— What you should do —
List every line of the rows below that contains the word "white".

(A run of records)
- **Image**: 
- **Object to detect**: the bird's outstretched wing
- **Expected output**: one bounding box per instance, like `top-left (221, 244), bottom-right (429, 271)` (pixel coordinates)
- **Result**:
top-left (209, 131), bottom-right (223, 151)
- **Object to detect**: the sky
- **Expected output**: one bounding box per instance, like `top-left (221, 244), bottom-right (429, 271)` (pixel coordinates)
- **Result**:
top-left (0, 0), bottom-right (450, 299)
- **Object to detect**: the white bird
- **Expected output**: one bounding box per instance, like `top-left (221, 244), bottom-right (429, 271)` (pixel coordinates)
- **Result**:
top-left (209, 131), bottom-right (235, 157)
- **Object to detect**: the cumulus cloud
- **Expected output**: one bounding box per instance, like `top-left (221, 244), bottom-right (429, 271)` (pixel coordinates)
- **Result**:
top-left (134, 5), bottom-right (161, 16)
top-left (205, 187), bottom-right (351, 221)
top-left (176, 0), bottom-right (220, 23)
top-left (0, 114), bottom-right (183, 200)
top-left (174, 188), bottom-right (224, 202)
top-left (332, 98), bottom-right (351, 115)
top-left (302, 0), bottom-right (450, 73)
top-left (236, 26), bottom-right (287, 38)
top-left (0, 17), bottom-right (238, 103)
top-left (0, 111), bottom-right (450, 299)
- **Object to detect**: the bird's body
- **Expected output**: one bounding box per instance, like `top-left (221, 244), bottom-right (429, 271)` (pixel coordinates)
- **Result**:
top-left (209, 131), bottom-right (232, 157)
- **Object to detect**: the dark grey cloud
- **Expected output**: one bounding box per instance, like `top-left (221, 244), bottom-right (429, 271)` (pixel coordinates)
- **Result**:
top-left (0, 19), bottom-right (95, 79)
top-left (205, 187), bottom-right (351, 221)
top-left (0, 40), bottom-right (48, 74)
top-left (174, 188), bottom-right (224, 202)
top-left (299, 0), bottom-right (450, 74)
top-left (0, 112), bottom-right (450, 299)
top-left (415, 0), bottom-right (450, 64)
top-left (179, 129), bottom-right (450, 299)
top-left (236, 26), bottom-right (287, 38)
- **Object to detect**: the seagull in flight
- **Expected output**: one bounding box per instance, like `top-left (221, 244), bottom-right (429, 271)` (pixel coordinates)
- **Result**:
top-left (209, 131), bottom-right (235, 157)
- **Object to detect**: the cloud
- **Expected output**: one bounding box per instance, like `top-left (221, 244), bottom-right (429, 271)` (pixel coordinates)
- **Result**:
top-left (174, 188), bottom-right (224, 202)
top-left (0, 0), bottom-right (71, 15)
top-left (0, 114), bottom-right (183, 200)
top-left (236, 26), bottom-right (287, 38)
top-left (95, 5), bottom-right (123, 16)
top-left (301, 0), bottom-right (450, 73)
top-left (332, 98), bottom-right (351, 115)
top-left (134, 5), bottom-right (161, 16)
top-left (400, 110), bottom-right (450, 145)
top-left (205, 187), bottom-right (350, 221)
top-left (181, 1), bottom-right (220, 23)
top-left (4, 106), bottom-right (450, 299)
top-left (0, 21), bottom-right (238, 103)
--
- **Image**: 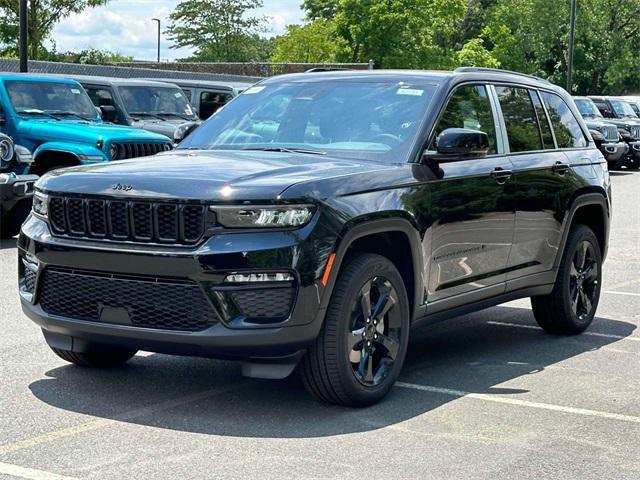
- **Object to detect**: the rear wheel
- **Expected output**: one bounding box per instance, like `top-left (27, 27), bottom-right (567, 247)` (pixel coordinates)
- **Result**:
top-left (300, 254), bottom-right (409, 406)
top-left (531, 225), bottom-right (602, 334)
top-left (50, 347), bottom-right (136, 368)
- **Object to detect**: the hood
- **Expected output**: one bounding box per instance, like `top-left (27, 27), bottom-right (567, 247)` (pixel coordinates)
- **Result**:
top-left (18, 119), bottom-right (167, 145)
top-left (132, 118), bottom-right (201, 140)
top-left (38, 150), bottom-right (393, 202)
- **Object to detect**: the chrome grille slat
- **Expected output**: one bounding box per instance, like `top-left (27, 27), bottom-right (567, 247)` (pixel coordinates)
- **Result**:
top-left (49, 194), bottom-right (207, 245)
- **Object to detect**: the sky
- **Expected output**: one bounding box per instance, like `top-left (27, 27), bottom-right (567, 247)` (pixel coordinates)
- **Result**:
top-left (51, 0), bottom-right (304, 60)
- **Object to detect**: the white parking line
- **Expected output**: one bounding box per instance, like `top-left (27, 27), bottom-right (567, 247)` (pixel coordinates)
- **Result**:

— Result of this exercise —
- **Object to detect**: the white bird
- **Object to detect**: the white parking line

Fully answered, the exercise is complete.